REQUEST: Without including any picture, copy the entries that follow word for word.

DATASET RECORDS:
§ §

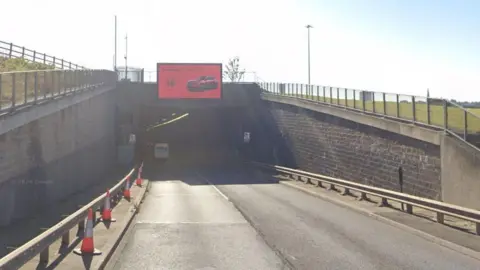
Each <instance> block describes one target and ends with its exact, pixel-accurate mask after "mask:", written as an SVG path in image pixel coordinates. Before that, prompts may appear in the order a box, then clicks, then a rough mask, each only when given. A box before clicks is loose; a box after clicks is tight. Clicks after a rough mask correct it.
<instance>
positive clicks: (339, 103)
mask: <svg viewBox="0 0 480 270" xmlns="http://www.w3.org/2000/svg"><path fill="white" fill-rule="evenodd" d="M337 105H340V88H338V87H337Z"/></svg>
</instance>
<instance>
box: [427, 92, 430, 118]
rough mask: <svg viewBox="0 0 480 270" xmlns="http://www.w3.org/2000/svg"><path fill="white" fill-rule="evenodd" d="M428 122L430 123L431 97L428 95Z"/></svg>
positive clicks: (427, 107)
mask: <svg viewBox="0 0 480 270" xmlns="http://www.w3.org/2000/svg"><path fill="white" fill-rule="evenodd" d="M427 124H428V125H430V97H427Z"/></svg>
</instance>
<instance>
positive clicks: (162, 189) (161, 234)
mask: <svg viewBox="0 0 480 270" xmlns="http://www.w3.org/2000/svg"><path fill="white" fill-rule="evenodd" d="M169 179H171V181H156V182H155V181H152V186H151V189H150V191H149V193H148V194H147V197H146V199H145V201H144V203H143V205H142V208H141V211H140V214H139V215H138V217H137V219H136V224H135V225H133V226H134V227H133V228H132V232H131V233H130V234H129V235H128V236H127V237H126V239H125V247H124V248H123V250H118V251H117V252H121V254H120V256H115V257H118V258H119V259H118V261H116V262H113V263H112V265H113V269H259V270H260V269H288V267H286V266H284V263H283V262H282V260H281V259H280V258H279V257H278V256H277V255H276V254H275V252H273V251H272V250H271V249H270V248H269V247H268V246H267V245H266V244H265V242H264V241H263V239H262V238H261V237H259V236H258V235H257V233H256V231H255V230H254V228H252V227H251V226H250V224H249V223H248V222H247V221H246V220H245V219H244V218H243V216H242V215H241V214H240V212H238V211H237V210H236V209H235V207H234V206H233V205H232V204H231V203H230V202H229V201H228V200H225V198H223V197H222V196H221V195H220V194H219V193H218V192H217V191H216V189H215V188H214V187H213V186H211V185H208V183H207V182H205V180H204V179H202V178H201V177H199V176H198V175H196V174H195V173H191V174H190V175H181V176H179V177H173V176H171V178H169Z"/></svg>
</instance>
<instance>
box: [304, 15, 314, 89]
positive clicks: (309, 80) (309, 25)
mask: <svg viewBox="0 0 480 270" xmlns="http://www.w3.org/2000/svg"><path fill="white" fill-rule="evenodd" d="M305 27H306V28H307V32H308V86H307V87H308V90H309V89H310V28H313V26H311V25H310V24H308V25H307V26H305Z"/></svg>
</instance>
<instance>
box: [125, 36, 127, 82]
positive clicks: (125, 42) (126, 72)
mask: <svg viewBox="0 0 480 270" xmlns="http://www.w3.org/2000/svg"><path fill="white" fill-rule="evenodd" d="M127 46H128V36H127V35H125V80H127V78H128V77H127V74H128V65H127V52H128V51H127Z"/></svg>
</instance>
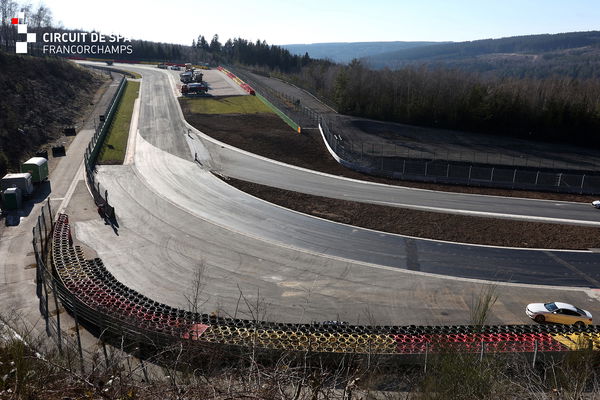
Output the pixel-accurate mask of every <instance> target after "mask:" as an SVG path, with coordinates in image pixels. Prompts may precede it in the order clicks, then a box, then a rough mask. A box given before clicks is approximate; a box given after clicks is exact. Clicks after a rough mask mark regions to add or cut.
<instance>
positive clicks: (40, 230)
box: [37, 217, 46, 254]
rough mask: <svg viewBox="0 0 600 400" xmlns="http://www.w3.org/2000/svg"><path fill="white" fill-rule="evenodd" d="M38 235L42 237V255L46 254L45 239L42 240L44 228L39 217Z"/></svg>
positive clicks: (41, 244) (41, 237) (41, 239)
mask: <svg viewBox="0 0 600 400" xmlns="http://www.w3.org/2000/svg"><path fill="white" fill-rule="evenodd" d="M37 228H38V233H39V235H40V245H41V246H42V254H43V253H45V251H44V249H45V248H46V243H44V239H43V238H42V227H41V224H40V217H38V225H37Z"/></svg>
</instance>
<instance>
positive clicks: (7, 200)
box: [2, 188, 23, 210]
mask: <svg viewBox="0 0 600 400" xmlns="http://www.w3.org/2000/svg"><path fill="white" fill-rule="evenodd" d="M22 201H23V196H22V195H21V189H19V188H8V189H6V190H5V191H4V192H3V193H2V207H3V208H4V209H5V210H18V209H19V208H21V204H22Z"/></svg>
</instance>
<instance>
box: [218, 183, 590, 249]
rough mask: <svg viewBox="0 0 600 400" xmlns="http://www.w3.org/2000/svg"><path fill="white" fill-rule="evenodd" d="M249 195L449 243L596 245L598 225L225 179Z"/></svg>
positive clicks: (557, 247) (326, 218) (418, 236)
mask: <svg viewBox="0 0 600 400" xmlns="http://www.w3.org/2000/svg"><path fill="white" fill-rule="evenodd" d="M226 182H227V183H229V184H230V185H232V186H234V187H236V188H238V189H240V190H242V191H244V192H246V193H249V194H251V195H253V196H256V197H258V198H261V199H263V200H266V201H268V202H271V203H274V204H278V205H280V206H282V207H286V208H290V209H292V210H296V211H299V212H302V213H305V214H310V215H314V216H315V217H321V218H325V219H329V220H332V221H336V222H342V223H345V224H349V225H354V226H360V227H363V228H369V229H374V230H378V231H383V232H390V233H398V234H402V235H408V236H415V237H420V238H428V239H437V240H447V241H451V242H462V243H474V244H486V245H492V246H509V247H528V248H545V249H588V248H592V247H597V246H598V237H599V236H600V228H589V227H582V226H573V225H557V224H544V223H537V222H526V221H513V220H505V219H493V218H481V217H469V216H464V215H454V214H441V213H434V212H427V211H418V210H409V209H404V208H397V207H387V206H380V205H374V204H365V203H358V202H352V201H346V200H338V199H331V198H327V197H320V196H313V195H309V194H303V193H298V192H292V191H289V190H283V189H277V188H273V187H269V186H263V185H258V184H256V183H251V182H246V181H240V180H237V179H231V178H230V179H228V180H227V181H226Z"/></svg>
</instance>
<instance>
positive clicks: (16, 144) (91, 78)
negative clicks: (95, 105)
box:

§ §

EXERCISE RESPONSE:
Each <instance> block describes one target and ends with its exact, pixel-accurate mask after "mask:", written as an SVG path in image pixel coordinates. Before that, prompts may appear in the order a box, then clicks, then a rough mask, each only when given. A box before clicks is loose; a box after clicks is tight. Clicks after a rough mask correct it.
<instance>
positive clicks: (339, 103)
mask: <svg viewBox="0 0 480 270" xmlns="http://www.w3.org/2000/svg"><path fill="white" fill-rule="evenodd" d="M337 105H340V88H338V87H337Z"/></svg>
</instance>
<instance>
box: [427, 92, 430, 118]
rough mask: <svg viewBox="0 0 480 270" xmlns="http://www.w3.org/2000/svg"><path fill="white" fill-rule="evenodd" d="M428 122L430 123L431 97L428 95Z"/></svg>
positive clicks: (427, 107)
mask: <svg viewBox="0 0 480 270" xmlns="http://www.w3.org/2000/svg"><path fill="white" fill-rule="evenodd" d="M427 124H428V125H430V97H427Z"/></svg>
</instance>
<instance>
positive clicks: (162, 189) (161, 234)
mask: <svg viewBox="0 0 480 270" xmlns="http://www.w3.org/2000/svg"><path fill="white" fill-rule="evenodd" d="M169 179H171V181H156V182H155V181H152V186H151V189H150V191H149V193H148V194H147V197H146V199H145V201H144V203H143V205H142V208H141V211H140V214H139V215H138V217H137V219H136V224H135V225H133V226H134V227H133V228H132V232H131V233H130V234H129V235H128V236H127V237H126V239H125V247H124V248H123V250H118V251H117V252H121V254H120V256H115V257H118V258H119V259H118V261H116V262H113V263H112V265H113V269H259V270H260V269H288V267H286V266H284V263H283V262H282V260H281V259H280V258H279V257H278V256H277V255H276V254H275V252H273V251H272V250H271V249H270V248H269V247H268V246H267V245H266V244H265V242H264V241H263V239H262V238H261V237H259V236H258V235H257V233H256V231H255V230H254V228H252V227H251V226H250V224H249V223H248V222H247V221H246V220H245V219H244V218H243V216H242V215H241V214H240V212H238V211H237V210H236V209H235V207H234V206H233V205H232V204H231V203H230V202H229V201H228V200H225V198H223V197H222V196H221V195H220V194H219V193H218V192H217V191H216V189H215V188H214V187H213V186H211V185H208V183H207V182H205V180H204V179H202V178H201V177H199V176H198V175H196V174H195V173H191V174H190V175H181V176H179V177H173V176H171V178H169Z"/></svg>
</instance>
<instance>
box: [304, 15, 314, 89]
positive clicks: (309, 80) (309, 25)
mask: <svg viewBox="0 0 480 270" xmlns="http://www.w3.org/2000/svg"><path fill="white" fill-rule="evenodd" d="M305 27H306V28H307V32H308V86H307V87H308V90H309V89H310V28H313V26H311V25H310V24H308V25H307V26H305Z"/></svg>
</instance>
<instance>
box: [125, 36, 127, 82]
positive clicks: (125, 42) (126, 72)
mask: <svg viewBox="0 0 480 270" xmlns="http://www.w3.org/2000/svg"><path fill="white" fill-rule="evenodd" d="M127 46H128V36H127V35H125V80H127V78H128V77H127V74H128V65H127V52H128V51H127Z"/></svg>
</instance>
Output the pixel-accurate mask of every <instance> target after "mask:" as an SVG path, with coordinates in image pixels. Prompts may precede it in the order clicks, then a box, then a rough mask. A box given before clicks is approximate; a box given after clicks is exact. Clicks after a rough mask mark regions to add or cut.
<instance>
positive clicks: (40, 230)
box: [37, 217, 46, 254]
rough mask: <svg viewBox="0 0 600 400" xmlns="http://www.w3.org/2000/svg"><path fill="white" fill-rule="evenodd" d="M38 235L42 237V255L46 254L45 239L42 240L44 228L39 217Z"/></svg>
positive clicks: (41, 244) (41, 237) (41, 239)
mask: <svg viewBox="0 0 600 400" xmlns="http://www.w3.org/2000/svg"><path fill="white" fill-rule="evenodd" d="M37 228H38V233H39V235H40V245H41V246H42V254H43V253H45V251H44V249H45V248H46V243H44V239H43V238H42V227H41V224H40V217H38V225H37Z"/></svg>
</instance>
<instance>
positive clicks: (7, 200)
box: [2, 188, 23, 210]
mask: <svg viewBox="0 0 600 400" xmlns="http://www.w3.org/2000/svg"><path fill="white" fill-rule="evenodd" d="M22 201H23V196H22V195H21V189H19V188H8V189H6V190H5V191H4V192H3V193H2V207H3V208H4V209H5V210H18V209H19V208H21V204H22Z"/></svg>
</instance>
<instance>
box: [218, 183, 590, 249]
rough mask: <svg viewBox="0 0 600 400" xmlns="http://www.w3.org/2000/svg"><path fill="white" fill-rule="evenodd" d="M249 195L449 243L596 245L598 225L225 179Z"/></svg>
positive clicks: (557, 247) (326, 218) (418, 236)
mask: <svg viewBox="0 0 600 400" xmlns="http://www.w3.org/2000/svg"><path fill="white" fill-rule="evenodd" d="M226 182H227V183H229V184H230V185H232V186H234V187H236V188H238V189H240V190H242V191H244V192H246V193H249V194H251V195H253V196H256V197H258V198H261V199H263V200H266V201H268V202H271V203H274V204H278V205H280V206H282V207H286V208H290V209H292V210H296V211H299V212H302V213H305V214H310V215H314V216H315V217H321V218H325V219H329V220H332V221H336V222H342V223H345V224H349V225H354V226H360V227H363V228H369V229H374V230H378V231H383V232H390V233H398V234H402V235H408V236H415V237H420V238H428V239H437V240H447V241H451V242H462V243H474V244H486V245H492V246H509V247H528V248H545V249H588V248H592V247H597V246H598V237H599V236H600V228H589V227H582V226H573V225H557V224H544V223H537V222H526V221H513V220H505V219H493V218H481V217H469V216H464V215H454V214H441V213H434V212H427V211H418V210H409V209H404V208H397V207H387V206H380V205H374V204H365V203H358V202H352V201H346V200H338V199H331V198H327V197H320V196H313V195H309V194H303V193H298V192H292V191H289V190H283V189H277V188H273V187H269V186H263V185H258V184H256V183H251V182H246V181H240V180H237V179H231V178H230V179H228V180H227V181H226Z"/></svg>
</instance>
<instance>
positive clicks: (16, 144) (91, 78)
negative clicks: (95, 105)
box:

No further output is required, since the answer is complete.